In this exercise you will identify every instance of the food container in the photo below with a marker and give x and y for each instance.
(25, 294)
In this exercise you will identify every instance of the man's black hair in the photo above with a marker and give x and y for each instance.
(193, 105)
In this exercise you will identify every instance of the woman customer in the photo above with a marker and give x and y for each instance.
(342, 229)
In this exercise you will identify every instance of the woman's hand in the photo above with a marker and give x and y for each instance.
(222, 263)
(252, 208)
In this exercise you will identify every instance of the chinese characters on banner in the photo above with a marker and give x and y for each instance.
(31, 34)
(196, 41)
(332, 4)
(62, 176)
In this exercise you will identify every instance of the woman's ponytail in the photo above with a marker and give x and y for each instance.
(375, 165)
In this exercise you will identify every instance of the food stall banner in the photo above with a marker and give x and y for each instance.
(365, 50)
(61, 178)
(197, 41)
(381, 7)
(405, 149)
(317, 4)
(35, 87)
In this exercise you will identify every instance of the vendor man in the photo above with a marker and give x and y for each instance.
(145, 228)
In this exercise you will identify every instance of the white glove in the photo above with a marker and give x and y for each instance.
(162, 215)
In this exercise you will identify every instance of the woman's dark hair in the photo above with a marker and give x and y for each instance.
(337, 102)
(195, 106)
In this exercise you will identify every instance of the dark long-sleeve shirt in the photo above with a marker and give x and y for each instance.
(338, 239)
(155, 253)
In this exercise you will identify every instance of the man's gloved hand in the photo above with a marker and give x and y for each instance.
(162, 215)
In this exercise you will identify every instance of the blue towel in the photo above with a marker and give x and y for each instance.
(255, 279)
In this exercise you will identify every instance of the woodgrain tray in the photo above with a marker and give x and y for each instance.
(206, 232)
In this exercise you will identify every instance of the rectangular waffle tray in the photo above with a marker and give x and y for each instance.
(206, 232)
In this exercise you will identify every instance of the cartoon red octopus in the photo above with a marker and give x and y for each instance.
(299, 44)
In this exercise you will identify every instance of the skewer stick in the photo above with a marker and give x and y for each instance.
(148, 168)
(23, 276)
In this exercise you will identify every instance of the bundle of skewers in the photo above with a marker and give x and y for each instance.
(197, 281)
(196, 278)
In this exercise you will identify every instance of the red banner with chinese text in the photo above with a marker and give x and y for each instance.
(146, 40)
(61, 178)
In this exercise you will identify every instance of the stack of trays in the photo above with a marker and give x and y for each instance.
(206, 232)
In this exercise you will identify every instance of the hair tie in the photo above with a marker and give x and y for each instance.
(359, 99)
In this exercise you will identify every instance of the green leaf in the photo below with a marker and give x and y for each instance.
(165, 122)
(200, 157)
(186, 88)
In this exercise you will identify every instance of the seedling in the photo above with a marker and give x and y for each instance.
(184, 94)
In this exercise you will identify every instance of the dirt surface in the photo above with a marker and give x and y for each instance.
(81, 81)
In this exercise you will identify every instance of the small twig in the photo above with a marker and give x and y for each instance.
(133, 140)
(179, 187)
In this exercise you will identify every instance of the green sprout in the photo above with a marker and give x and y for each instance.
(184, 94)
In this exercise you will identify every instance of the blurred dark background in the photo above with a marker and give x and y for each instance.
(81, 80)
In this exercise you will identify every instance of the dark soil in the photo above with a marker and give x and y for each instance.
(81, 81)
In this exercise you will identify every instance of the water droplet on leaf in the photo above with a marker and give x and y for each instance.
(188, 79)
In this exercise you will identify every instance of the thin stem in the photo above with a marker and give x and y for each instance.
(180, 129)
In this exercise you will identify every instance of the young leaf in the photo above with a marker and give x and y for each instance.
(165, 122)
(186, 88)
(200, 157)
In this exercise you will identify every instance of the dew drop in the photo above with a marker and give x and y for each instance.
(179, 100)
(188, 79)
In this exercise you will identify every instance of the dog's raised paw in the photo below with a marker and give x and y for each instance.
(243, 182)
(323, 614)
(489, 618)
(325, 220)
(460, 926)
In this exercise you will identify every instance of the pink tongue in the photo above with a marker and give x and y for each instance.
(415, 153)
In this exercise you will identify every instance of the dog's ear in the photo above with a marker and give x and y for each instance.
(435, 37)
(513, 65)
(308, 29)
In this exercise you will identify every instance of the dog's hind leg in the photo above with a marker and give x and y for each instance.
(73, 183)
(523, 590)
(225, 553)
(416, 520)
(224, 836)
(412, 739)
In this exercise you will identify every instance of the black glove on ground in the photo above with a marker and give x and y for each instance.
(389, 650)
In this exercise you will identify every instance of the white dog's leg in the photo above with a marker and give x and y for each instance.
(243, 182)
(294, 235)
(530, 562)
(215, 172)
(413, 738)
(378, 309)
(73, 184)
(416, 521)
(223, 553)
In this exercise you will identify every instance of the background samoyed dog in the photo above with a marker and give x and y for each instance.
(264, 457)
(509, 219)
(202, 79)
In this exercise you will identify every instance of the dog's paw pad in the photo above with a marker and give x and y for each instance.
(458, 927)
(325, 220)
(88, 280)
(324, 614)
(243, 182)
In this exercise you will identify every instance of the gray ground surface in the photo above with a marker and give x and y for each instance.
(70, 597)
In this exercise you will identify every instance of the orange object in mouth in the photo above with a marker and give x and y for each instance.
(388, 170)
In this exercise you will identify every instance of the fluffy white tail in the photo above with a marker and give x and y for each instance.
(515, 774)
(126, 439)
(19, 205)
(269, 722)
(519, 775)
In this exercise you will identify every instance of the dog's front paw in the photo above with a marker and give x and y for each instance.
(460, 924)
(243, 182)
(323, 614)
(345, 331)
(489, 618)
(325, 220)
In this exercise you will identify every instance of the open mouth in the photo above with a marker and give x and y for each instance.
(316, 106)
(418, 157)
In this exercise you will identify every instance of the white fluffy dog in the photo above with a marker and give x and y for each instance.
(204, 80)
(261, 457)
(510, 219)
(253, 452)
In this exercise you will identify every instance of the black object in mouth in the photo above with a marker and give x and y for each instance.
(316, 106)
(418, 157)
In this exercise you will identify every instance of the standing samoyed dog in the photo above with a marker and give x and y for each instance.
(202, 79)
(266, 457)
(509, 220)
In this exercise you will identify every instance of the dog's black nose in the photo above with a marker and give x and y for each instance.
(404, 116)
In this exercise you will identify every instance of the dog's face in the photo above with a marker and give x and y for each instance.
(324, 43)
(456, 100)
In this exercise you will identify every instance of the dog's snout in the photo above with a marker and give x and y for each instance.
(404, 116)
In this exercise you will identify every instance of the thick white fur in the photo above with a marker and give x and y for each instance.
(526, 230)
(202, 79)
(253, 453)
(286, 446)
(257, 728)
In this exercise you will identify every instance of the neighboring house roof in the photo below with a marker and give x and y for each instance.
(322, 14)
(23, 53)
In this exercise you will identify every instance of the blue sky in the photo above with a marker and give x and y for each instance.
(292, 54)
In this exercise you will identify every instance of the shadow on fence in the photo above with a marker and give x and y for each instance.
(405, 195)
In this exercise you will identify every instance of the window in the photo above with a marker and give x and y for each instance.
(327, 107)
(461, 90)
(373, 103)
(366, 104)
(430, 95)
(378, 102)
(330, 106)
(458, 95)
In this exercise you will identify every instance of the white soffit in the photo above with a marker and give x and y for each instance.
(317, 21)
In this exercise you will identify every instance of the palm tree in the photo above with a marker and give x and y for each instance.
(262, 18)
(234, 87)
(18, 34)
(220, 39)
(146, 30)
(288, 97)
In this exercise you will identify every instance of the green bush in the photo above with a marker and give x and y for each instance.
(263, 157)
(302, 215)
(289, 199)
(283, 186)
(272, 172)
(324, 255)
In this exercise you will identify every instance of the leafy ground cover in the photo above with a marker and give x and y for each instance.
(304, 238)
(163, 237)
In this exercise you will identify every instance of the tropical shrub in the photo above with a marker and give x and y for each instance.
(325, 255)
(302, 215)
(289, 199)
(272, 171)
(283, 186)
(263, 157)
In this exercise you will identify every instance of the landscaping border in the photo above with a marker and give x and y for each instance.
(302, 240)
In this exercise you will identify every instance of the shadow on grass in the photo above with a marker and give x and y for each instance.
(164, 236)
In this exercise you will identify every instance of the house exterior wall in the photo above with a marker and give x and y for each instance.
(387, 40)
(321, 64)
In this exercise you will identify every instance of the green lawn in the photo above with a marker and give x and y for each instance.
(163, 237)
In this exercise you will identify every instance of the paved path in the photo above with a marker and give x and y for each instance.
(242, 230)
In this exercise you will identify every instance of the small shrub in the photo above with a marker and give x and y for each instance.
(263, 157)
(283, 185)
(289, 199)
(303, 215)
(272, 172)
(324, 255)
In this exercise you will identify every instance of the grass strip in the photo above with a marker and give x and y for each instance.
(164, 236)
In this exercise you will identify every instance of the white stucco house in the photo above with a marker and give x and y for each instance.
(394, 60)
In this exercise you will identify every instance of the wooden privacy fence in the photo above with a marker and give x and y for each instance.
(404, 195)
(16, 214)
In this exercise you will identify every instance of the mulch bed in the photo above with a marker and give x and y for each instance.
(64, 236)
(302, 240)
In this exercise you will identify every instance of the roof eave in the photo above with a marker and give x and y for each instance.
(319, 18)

REQUIREMENT: Return the lines above word for word, starting at the line that contains "In this exercise you will identify every instance of the roof" and ending at the last line of the records.

SOLUTION FOR THIS PROBLEM:
In this exercise you will identify every instance of the roof eave in the photo above with a marker and give x and y for each instance.
(319, 18)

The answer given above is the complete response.